* **WHAT YOU HAVE TO DO**: List every line of the data below that contains the string "positive", matching case exactly.

(THE INPUT Opens)

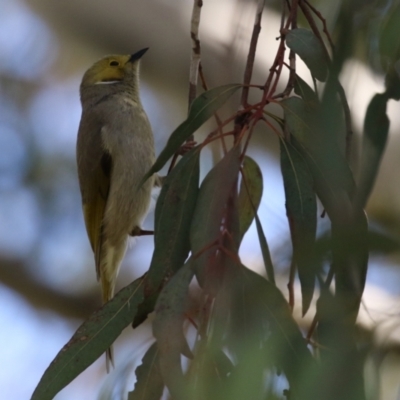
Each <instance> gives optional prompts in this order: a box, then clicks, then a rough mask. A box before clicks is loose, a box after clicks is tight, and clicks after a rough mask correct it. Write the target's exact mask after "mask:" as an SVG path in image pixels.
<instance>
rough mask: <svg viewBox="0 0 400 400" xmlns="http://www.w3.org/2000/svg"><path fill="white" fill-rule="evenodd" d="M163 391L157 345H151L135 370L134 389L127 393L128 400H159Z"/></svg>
mask: <svg viewBox="0 0 400 400" xmlns="http://www.w3.org/2000/svg"><path fill="white" fill-rule="evenodd" d="M163 390H164V382H163V380H162V376H161V370H160V365H159V351H158V347H157V343H153V345H151V346H150V348H149V349H148V350H147V351H146V354H145V355H144V357H143V360H142V364H141V365H139V367H137V368H136V383H135V389H134V390H133V391H132V392H130V393H129V396H128V400H160V398H161V396H162V393H163Z"/></svg>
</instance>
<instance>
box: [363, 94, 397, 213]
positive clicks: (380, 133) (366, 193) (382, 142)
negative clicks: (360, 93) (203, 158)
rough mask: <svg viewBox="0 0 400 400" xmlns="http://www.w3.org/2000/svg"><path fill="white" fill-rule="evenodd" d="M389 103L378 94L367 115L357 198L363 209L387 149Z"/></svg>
mask: <svg viewBox="0 0 400 400" xmlns="http://www.w3.org/2000/svg"><path fill="white" fill-rule="evenodd" d="M387 101H388V98H387V97H386V95H385V94H376V95H375V96H374V97H373V98H372V100H371V102H370V103H369V106H368V108H367V113H366V115H365V121H364V136H363V144H362V154H361V171H360V181H359V184H358V188H357V197H356V198H357V203H358V204H359V206H360V207H361V208H364V207H365V205H366V204H367V201H368V198H369V196H370V194H371V191H372V188H373V186H374V183H375V179H376V176H377V174H378V170H379V165H380V163H381V159H382V156H383V152H384V150H385V147H386V142H387V137H388V133H389V125H390V121H389V118H388V116H387V114H386V105H387Z"/></svg>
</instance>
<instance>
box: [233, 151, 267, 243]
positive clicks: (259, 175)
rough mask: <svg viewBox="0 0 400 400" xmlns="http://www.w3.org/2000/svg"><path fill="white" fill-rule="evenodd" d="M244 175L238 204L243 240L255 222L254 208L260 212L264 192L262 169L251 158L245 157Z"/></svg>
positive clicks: (243, 169)
mask: <svg viewBox="0 0 400 400" xmlns="http://www.w3.org/2000/svg"><path fill="white" fill-rule="evenodd" d="M243 175H244V176H243V177H242V182H241V184H240V190H239V204H238V207H239V222H240V236H241V239H242V238H243V236H244V235H245V233H246V232H247V230H248V229H249V228H250V225H251V223H252V222H253V220H254V208H255V210H258V206H259V205H260V202H261V197H262V192H263V179H262V172H261V169H260V167H259V166H258V164H257V163H256V162H255V161H254V160H253V159H252V158H251V157H249V156H245V157H244V160H243ZM245 181H246V183H247V187H246V184H245Z"/></svg>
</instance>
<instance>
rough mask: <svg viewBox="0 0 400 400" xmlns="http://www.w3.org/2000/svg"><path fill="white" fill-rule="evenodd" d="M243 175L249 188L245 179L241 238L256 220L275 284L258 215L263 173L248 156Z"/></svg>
mask: <svg viewBox="0 0 400 400" xmlns="http://www.w3.org/2000/svg"><path fill="white" fill-rule="evenodd" d="M243 174H244V179H246V182H247V187H246V185H245V183H244V179H242V182H241V184H240V192H239V217H240V234H241V238H243V236H244V234H245V233H246V232H247V230H248V229H249V227H250V225H251V223H252V222H253V219H254V218H255V220H256V228H257V233H258V239H259V241H260V247H261V253H262V256H263V260H264V265H265V269H266V271H267V276H268V279H269V281H270V282H271V283H273V284H275V276H274V267H273V265H272V259H271V254H270V251H269V247H268V243H267V239H266V237H265V234H264V230H263V228H262V225H261V221H260V219H259V218H258V215H257V210H258V207H259V205H260V202H261V197H262V192H263V178H262V173H261V169H260V167H259V166H258V165H257V163H256V162H255V161H254V160H253V159H252V158H250V157H248V156H245V157H244V160H243ZM254 211H255V213H254Z"/></svg>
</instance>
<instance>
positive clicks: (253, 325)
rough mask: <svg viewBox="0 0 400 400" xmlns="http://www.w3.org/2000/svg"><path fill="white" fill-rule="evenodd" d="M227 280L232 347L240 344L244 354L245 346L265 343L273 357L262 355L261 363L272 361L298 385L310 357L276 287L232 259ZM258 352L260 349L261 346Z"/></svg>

(THE INPUT Closes)

* **SOLUTION TO THE EXERCISE**:
positive clicks: (380, 133) (366, 193) (382, 142)
positive clicks: (259, 175)
positive clicks: (243, 169)
positive clicks: (253, 325)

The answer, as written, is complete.